[[ SOURCE TEXT open ]]
When the scattered Jewish tribes got together and fought their way across the Jordan and captured the land, they remained loosely affiliated under the political negotiations of the Judges. Each tribe was a polis, a patriarchal political entity claiming control of a defined geographic area. The twelve tribe loose unity didn’t hold and two tribes gathered spiritually and politically as Judah with the military protection of the Jerusalem fortress. The ten Northern tribes gathered spiritually around altars in Bethel and elsewhere. Both claimed the founding tradition of Moses and the resulting creed of the Ten Commandments and other rules. While it would be a finger in the eye of Temple Politics, the story of a Samaritan who helped a Jew would not be so shocking to Galileans and other remnants of the Northern Kingdom.
[[ SOURCE TEXT closed ]]
== PROBLEM DETAILS ==
Continue the passage on the tribes of Judah and the Northern Kingdom, starting after its last sentence.
[[ DATA SECTION open ]]
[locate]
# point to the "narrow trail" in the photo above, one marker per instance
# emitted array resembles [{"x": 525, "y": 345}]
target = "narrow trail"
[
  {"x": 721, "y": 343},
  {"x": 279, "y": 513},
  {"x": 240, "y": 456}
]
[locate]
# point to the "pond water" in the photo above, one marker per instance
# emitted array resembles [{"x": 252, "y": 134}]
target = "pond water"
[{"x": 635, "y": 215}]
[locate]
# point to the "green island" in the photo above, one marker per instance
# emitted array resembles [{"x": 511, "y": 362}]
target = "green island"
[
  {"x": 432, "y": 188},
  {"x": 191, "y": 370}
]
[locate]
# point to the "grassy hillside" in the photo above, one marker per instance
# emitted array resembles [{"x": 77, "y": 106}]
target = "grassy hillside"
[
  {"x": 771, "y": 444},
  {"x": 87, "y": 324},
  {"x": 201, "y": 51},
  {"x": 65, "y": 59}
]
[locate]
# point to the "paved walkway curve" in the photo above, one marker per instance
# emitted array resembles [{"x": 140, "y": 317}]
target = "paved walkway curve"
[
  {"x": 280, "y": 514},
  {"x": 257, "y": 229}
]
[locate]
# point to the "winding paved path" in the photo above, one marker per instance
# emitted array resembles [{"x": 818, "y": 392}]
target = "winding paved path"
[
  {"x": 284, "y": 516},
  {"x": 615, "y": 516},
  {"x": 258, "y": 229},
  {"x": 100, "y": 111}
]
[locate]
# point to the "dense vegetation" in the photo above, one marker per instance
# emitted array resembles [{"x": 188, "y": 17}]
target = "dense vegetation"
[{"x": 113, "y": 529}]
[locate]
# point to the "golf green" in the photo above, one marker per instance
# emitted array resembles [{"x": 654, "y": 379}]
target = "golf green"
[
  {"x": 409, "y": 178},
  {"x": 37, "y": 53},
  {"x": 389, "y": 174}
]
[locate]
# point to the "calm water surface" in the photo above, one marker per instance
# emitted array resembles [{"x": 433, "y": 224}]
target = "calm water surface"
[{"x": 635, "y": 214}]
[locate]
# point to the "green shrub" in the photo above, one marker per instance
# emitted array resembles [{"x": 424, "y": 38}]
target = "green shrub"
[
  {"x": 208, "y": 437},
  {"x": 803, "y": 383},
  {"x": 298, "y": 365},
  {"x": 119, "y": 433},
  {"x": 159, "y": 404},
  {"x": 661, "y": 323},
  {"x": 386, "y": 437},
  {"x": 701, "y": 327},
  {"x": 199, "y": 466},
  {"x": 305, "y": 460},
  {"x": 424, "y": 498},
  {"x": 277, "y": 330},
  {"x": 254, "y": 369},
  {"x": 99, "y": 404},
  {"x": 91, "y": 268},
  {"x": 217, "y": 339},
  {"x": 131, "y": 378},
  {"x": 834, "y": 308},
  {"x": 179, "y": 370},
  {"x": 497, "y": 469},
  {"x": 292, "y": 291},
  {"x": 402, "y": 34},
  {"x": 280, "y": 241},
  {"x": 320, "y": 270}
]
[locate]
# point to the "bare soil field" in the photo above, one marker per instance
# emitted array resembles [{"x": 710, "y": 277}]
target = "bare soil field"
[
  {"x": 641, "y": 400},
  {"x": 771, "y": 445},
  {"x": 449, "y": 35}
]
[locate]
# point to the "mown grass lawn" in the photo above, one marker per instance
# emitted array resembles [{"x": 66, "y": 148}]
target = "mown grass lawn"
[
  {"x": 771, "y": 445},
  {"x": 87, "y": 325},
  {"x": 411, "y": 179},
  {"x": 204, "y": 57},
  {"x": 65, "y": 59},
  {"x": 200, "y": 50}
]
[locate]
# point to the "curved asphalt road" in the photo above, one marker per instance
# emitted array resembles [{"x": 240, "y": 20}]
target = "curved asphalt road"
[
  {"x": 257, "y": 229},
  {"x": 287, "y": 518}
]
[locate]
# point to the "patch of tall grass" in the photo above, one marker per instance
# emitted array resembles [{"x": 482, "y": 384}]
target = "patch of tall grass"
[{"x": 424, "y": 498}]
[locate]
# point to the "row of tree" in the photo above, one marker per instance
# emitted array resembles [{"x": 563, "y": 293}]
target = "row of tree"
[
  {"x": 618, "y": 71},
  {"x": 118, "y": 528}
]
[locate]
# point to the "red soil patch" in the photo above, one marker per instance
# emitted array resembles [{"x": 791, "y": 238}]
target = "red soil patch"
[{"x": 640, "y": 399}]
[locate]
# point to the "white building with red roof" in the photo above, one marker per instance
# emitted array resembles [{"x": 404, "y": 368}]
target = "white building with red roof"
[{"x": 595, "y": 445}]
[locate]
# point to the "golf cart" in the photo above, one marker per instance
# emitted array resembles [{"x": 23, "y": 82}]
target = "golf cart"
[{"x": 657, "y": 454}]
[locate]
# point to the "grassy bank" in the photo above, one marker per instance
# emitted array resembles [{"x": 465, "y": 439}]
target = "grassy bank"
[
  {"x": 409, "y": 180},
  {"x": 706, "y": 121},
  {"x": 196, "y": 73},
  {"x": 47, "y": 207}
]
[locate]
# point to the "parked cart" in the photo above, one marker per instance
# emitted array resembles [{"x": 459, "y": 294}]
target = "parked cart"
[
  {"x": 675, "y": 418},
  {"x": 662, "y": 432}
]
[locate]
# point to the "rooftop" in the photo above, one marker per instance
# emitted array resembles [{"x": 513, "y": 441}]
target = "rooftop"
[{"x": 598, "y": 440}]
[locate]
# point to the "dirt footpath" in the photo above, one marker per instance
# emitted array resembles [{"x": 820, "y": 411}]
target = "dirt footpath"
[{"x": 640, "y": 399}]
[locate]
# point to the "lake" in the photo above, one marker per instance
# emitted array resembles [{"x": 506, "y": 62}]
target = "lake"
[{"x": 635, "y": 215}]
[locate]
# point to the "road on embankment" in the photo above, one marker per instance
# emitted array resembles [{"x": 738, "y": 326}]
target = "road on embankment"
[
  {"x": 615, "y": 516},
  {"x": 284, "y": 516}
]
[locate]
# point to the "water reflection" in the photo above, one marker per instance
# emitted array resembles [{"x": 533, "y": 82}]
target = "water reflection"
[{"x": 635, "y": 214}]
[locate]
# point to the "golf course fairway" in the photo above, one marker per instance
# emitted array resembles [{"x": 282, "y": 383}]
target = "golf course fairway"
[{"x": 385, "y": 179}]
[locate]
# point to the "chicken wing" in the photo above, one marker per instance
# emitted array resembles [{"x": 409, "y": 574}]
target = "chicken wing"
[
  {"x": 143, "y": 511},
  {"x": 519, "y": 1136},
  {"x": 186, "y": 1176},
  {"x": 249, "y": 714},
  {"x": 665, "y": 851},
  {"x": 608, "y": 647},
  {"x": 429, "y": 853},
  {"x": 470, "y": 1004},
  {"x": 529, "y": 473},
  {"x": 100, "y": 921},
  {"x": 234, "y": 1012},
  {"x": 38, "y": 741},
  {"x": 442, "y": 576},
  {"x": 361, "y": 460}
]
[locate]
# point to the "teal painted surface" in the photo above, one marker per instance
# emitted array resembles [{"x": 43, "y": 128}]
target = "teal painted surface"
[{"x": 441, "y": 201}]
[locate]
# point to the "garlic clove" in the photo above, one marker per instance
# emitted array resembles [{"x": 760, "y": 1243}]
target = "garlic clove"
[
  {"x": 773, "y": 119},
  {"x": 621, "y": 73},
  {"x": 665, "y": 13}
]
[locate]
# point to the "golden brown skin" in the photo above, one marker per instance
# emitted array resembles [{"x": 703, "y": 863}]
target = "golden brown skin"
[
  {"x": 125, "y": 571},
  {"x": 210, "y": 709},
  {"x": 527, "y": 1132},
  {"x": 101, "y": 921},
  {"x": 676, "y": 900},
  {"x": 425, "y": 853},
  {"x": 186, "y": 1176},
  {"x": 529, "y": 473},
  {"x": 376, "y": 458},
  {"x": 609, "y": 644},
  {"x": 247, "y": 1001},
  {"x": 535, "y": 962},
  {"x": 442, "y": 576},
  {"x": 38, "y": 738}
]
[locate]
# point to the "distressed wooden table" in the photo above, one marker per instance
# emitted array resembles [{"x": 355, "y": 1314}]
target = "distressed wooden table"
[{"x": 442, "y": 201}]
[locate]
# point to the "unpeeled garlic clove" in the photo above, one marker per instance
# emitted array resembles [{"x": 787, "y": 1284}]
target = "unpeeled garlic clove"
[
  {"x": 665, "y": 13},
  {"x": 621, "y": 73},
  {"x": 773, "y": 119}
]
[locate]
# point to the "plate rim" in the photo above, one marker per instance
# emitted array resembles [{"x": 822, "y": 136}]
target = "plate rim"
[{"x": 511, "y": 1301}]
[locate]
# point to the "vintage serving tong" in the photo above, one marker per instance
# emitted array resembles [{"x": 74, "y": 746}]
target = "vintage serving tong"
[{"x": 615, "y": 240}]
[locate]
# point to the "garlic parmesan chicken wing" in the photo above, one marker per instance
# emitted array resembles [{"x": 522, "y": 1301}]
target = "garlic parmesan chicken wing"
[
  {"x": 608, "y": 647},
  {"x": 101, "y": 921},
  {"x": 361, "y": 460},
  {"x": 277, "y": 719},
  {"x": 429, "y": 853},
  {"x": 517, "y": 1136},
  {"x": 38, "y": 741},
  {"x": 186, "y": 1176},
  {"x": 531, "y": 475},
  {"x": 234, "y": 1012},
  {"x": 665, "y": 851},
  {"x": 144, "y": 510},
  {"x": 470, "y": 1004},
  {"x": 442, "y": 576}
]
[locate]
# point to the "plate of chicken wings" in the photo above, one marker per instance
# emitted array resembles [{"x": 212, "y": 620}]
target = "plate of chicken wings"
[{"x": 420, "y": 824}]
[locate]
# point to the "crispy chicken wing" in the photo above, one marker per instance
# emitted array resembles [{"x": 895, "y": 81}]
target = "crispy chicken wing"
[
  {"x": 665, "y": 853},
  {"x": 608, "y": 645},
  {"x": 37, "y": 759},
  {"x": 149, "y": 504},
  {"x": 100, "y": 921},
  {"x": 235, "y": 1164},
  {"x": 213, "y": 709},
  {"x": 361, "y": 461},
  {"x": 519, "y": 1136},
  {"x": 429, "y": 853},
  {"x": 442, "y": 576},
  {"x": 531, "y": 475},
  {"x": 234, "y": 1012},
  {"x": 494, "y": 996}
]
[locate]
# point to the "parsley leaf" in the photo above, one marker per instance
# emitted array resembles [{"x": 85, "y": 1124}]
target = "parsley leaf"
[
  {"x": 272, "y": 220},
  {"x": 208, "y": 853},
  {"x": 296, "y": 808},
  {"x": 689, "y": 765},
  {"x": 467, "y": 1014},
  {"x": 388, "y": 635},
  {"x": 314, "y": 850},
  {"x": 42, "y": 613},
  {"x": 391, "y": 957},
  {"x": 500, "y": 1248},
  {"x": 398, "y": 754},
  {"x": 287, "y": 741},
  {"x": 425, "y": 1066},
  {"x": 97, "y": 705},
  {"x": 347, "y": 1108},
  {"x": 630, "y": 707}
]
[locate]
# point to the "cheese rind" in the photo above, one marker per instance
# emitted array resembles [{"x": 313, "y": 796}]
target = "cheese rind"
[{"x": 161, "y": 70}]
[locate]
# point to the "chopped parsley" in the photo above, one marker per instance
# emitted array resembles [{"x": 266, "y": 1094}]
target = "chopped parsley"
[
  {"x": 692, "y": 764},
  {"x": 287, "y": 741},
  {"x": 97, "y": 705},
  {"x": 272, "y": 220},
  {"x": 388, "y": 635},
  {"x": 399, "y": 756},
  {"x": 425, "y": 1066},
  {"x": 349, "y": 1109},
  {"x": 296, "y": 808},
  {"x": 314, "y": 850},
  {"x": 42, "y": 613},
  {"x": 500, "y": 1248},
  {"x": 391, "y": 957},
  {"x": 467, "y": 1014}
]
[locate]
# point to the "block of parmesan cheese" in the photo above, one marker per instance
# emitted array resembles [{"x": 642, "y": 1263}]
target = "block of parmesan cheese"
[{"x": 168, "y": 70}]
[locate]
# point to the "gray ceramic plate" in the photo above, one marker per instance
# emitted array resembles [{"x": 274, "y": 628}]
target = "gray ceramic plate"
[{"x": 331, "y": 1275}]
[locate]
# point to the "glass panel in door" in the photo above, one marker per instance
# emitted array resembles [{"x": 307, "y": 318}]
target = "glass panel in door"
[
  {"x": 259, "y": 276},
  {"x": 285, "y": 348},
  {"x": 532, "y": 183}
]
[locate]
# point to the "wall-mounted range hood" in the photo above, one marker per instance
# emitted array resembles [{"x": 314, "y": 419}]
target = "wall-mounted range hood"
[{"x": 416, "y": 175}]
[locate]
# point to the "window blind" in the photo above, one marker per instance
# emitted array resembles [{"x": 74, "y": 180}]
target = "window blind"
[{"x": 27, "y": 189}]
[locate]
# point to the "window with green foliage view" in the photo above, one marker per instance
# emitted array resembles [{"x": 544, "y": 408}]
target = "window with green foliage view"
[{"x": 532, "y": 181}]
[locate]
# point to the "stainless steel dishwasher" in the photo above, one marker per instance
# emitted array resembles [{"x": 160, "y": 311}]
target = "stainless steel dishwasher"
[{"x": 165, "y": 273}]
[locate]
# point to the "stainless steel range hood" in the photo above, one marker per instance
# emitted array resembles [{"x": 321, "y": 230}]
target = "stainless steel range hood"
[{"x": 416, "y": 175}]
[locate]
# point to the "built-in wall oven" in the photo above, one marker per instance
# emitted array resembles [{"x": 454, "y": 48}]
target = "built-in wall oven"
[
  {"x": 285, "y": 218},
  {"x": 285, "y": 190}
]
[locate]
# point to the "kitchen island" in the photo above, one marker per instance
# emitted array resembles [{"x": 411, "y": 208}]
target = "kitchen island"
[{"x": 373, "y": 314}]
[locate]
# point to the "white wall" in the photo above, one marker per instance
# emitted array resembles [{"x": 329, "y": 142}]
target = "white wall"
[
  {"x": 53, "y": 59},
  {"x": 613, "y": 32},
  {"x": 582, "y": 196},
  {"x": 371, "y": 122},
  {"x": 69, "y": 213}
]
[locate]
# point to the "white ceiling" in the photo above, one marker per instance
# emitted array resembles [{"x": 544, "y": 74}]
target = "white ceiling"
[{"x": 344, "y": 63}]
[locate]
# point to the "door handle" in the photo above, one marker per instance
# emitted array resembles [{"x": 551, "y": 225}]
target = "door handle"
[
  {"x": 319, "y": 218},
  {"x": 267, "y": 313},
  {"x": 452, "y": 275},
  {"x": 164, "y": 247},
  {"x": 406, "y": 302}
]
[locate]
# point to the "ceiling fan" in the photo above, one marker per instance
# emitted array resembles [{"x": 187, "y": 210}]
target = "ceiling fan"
[[ DATA SECTION closed ]]
== EXERCISE OUTPUT ==
It would be fair for you to challenge my historical synopsis, but at least it raises the kinds of questions that point to today’s Christian politics. Once there was a Democrat who had a flat tire. Two rich Democrats driving to a vacation in Miami passed him by. But a redneck Republican stopped to help and, when they couldn’t fix the car, drove the Democrat to the nearest car repair place to get assistance.

Are we to remain stuck in old enmities in the United States? Jesus says no. Abraham Lincoln says no. Let’s look for opportunities to be kind to one another, to go a second mile for one another.

Creating and enjoying strong loving bonds within Seekers as a caring community following Jesus provides great comfort. I feel like I am sharing and contributing to a great treasure with my heart. Trish and I share financially with Seekers to turn vague caring into practical and financial caring for one another and for the wider world that has little or no understanding of who we are.

The key to appreciating the Great Commandment as critically expanded by Jesus is that we can’t keep all our caring to ourselves and defend our boundaries against all enemies both foreign and domestic. Furthermore, we must do what we can to transform our big polis, the United States, the whole world, so that the love of God can bind us all together and we wont have to defend ourselves against oppressors.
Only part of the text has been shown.